(Beginning of Data to process)
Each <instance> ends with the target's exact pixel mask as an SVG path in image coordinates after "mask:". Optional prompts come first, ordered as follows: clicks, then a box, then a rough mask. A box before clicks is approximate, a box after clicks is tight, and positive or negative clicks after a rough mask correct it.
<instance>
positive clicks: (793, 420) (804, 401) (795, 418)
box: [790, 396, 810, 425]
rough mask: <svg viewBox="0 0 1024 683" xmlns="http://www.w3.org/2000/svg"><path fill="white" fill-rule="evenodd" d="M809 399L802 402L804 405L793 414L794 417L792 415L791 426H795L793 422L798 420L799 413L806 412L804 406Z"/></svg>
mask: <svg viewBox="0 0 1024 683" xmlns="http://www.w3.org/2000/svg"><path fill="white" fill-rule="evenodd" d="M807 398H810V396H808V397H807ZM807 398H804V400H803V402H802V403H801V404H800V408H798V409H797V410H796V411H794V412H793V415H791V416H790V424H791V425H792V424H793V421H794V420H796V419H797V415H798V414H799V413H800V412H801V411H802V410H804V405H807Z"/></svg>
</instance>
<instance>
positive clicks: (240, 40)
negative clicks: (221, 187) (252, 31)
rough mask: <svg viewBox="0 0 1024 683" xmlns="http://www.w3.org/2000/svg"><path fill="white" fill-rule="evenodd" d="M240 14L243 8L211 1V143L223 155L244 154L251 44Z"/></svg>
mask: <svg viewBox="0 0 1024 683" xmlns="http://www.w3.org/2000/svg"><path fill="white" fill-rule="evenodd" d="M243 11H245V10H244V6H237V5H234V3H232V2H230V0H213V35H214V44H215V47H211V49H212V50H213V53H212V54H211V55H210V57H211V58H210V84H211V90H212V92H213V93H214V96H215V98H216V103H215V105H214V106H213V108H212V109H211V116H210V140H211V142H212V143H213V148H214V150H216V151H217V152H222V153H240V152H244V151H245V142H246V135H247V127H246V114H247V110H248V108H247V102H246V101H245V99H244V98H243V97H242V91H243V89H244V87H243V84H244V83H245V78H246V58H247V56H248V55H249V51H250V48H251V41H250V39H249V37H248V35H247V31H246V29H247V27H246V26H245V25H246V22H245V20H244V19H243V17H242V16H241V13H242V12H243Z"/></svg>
(End of Data to process)
What needs to be done: Out of the records above, pick each line that contains the string "positive".

Output for this task:
Each <instance> ends with the target's exact pixel mask as an SVG path in image coordinates after "mask:". Optional prompts come first, ordered as follows: clicks, then a box, then a rough mask. A box before clicks is approximate, a box after clicks is tight, and positive or negative clicks after a rough mask correct it.
positive clicks: (793, 420) (804, 401) (795, 418)
positive clicks: (240, 40)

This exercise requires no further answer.